■ PASSAGE TO READ:
My column urging easing of US-Iran tensions is in Thursday’s Christian Science Monitor.
It uses some of the material I gleaned from Pres. Khatami’s visit here.
The column is titled Back from the brink, Iran and the US must now build comity. Here’s how the text starts:
- The Bush administration and Iran seem to be stepping back from the brink of their confrontation over accusations that Iran is pursuing a clandestine nuclear-weapons program. On Sunday, Iranian officials in Vienna said they would consider suspending their controversial uranium-enrichment program for two months if that would improve the climate for the talks. Washington’s chief negotiator there said he welcomed the move.
This is great news. The last thing the Middle East or central Asia needs is an outbreak of fighting between the US and Iran. In Afghanistan and Iraq, US and allied troops face a worrying escalation of hostilities. In both countries, these troops are deployed in vulnerable positions, at the end of equally vulnerable supply lines. Iran lies between those two countries – and abuts the US naval presence in the Persian Gulf.

■ EXCERPTED RECORDS:
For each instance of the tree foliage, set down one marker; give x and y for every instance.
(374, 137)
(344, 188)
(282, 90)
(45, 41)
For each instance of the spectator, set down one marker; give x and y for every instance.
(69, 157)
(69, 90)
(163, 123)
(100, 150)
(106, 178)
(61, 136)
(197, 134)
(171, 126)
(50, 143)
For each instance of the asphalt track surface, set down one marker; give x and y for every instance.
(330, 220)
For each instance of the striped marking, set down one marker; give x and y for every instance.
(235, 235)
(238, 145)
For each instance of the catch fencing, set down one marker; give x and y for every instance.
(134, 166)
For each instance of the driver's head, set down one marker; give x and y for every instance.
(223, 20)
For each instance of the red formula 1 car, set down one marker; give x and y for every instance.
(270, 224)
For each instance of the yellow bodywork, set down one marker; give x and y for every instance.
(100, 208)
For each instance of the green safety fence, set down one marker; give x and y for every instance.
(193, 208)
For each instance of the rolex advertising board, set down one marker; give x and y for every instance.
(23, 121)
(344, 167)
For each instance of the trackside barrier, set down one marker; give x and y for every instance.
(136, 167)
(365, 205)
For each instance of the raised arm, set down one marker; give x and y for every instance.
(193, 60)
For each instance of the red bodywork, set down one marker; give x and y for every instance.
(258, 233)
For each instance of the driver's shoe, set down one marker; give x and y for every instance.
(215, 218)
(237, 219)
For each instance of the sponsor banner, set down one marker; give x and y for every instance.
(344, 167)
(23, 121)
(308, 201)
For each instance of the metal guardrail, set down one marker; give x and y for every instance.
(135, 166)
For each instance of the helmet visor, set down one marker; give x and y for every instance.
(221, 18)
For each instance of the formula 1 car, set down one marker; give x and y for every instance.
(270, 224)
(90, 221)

■ TASK OBJECTIVE: Update the post on US-Iran tensions above, from "My column urging" through "Khatami’s visit here.", replacing "Pres. Khatami" with "President Khatami".

■ SOLUTION TO THIS PROBLEM:
My column urging easing of US-Iran tensions is in Thursday’s Christian Science Monitor.
It uses some of the material I gleaned from President Khatami’s visit here.